* _DATASET CONTENT_:
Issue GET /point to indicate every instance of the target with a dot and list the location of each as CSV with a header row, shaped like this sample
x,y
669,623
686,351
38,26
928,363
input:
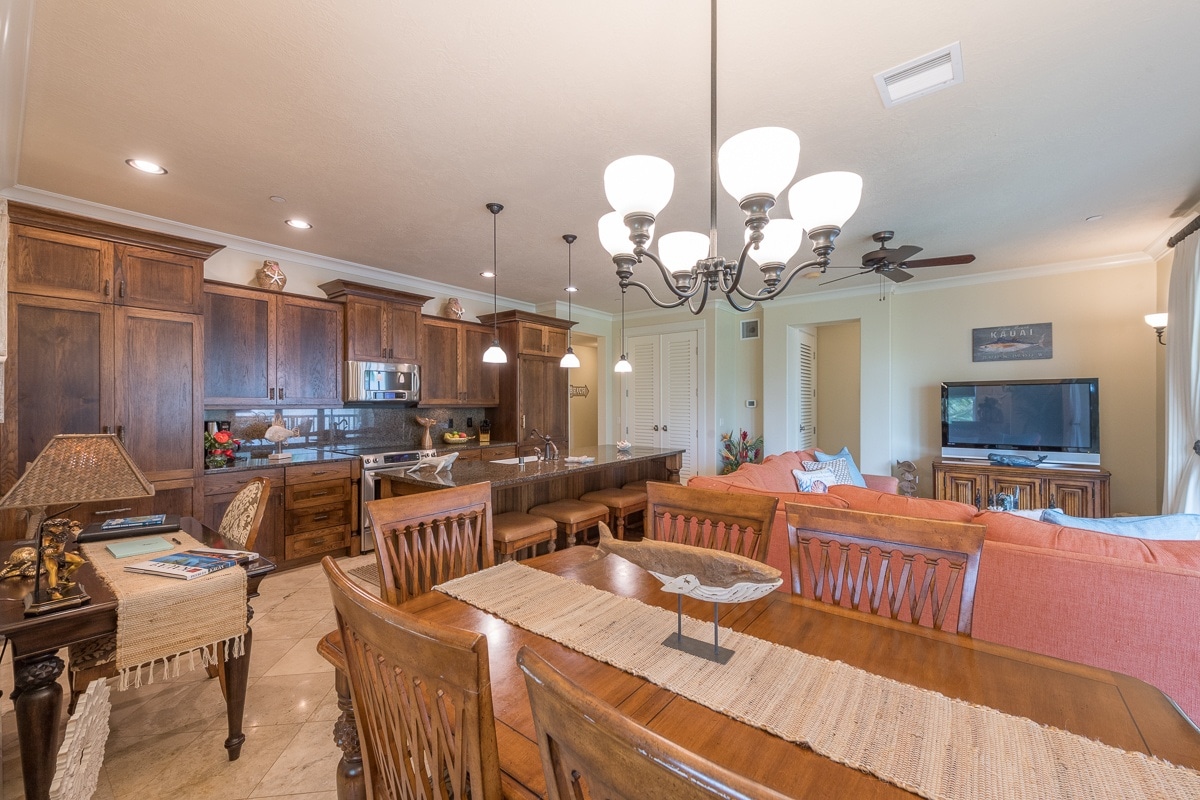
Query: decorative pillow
x,y
839,467
1174,527
817,480
856,476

* _EXERCISE OBJECTIVE_: Retype the listing above line for line, with every character kept the same, but leave out the picture.

* _EXERCISE SOLUTION_:
Issue GET /point to indicate every instance of the target with a dot and list the location of each as CSV with a header row, shaped like this sample
x,y
669,623
686,351
38,26
928,363
input:
Query: decorative pillow
x,y
839,467
1174,527
817,480
856,476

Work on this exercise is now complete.